### Task brief
Can you copy out every one of the records below word for word, leaving out the pictures?

### Data for processing

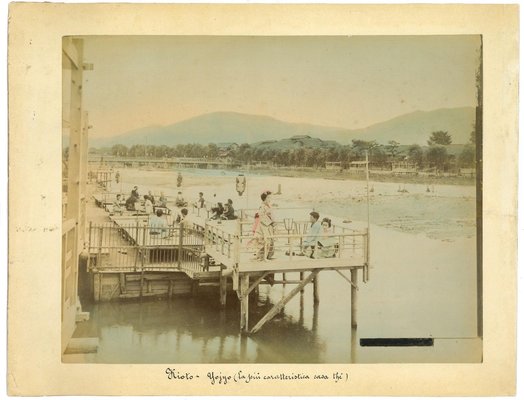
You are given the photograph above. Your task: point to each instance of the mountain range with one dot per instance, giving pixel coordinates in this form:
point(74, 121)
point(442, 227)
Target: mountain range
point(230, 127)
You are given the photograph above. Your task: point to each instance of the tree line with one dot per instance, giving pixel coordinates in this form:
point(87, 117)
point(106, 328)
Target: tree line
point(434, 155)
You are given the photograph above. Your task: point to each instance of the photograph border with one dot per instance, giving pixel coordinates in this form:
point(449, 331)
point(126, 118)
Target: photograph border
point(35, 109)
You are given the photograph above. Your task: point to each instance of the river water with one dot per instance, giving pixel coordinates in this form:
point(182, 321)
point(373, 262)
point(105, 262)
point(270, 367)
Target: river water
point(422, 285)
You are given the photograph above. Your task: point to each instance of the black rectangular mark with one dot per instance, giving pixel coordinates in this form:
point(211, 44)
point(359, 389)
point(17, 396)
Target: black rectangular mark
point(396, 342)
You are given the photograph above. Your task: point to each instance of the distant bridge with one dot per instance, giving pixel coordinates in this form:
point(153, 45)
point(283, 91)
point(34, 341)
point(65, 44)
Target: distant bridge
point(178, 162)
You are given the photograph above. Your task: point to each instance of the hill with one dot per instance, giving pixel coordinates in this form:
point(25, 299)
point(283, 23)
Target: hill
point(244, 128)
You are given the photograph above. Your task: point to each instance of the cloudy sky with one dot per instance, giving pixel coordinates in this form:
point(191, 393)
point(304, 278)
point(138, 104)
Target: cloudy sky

### Completed task
You are given the photograph above. Your task: point to each instance of the mountain range with one dot per instance, giving pixel coordinates in this form:
point(74, 121)
point(442, 227)
Target: mountain range
point(230, 127)
You are given the photograph above. Your task: point to each instance of the tree line with one dot per instance, giving pixel coordinates in this form:
point(87, 117)
point(106, 328)
Target: tree line
point(434, 155)
You are given the photograph above. Your task: point to each instance of the photograph border with one dot per instance, giving pixel coordinates in this form:
point(449, 331)
point(126, 118)
Target: photograph border
point(35, 109)
You are given the photograph above. Your task: point to each instance of the river water with one dot per instance, giving pixel coordinates in this form:
point(182, 321)
point(373, 262)
point(105, 262)
point(270, 367)
Target: river water
point(422, 285)
You are given the photograph above. Your task: point to each instance of the black rectangular mark with one dot per instance, giving pixel coordinates in this form:
point(211, 44)
point(359, 389)
point(17, 396)
Target: black rectangular mark
point(396, 342)
You are given the photograph above. Your task: point to each instance of the distant bridge with one dot per instance, giving pixel coordinates in this form:
point(153, 45)
point(283, 91)
point(34, 341)
point(65, 44)
Target: distant bridge
point(178, 162)
You are given the photograph above. Your task: point to each instance of the hill with one dot per instance, giving pixel coordinates in this form:
point(25, 299)
point(283, 23)
Target: hill
point(244, 128)
You are given the photograph above. Your task: point to each instance of the cloudy sky with one dot per instance, giving pixel coordinates in this form:
point(191, 393)
point(304, 278)
point(138, 104)
Target: cloudy sky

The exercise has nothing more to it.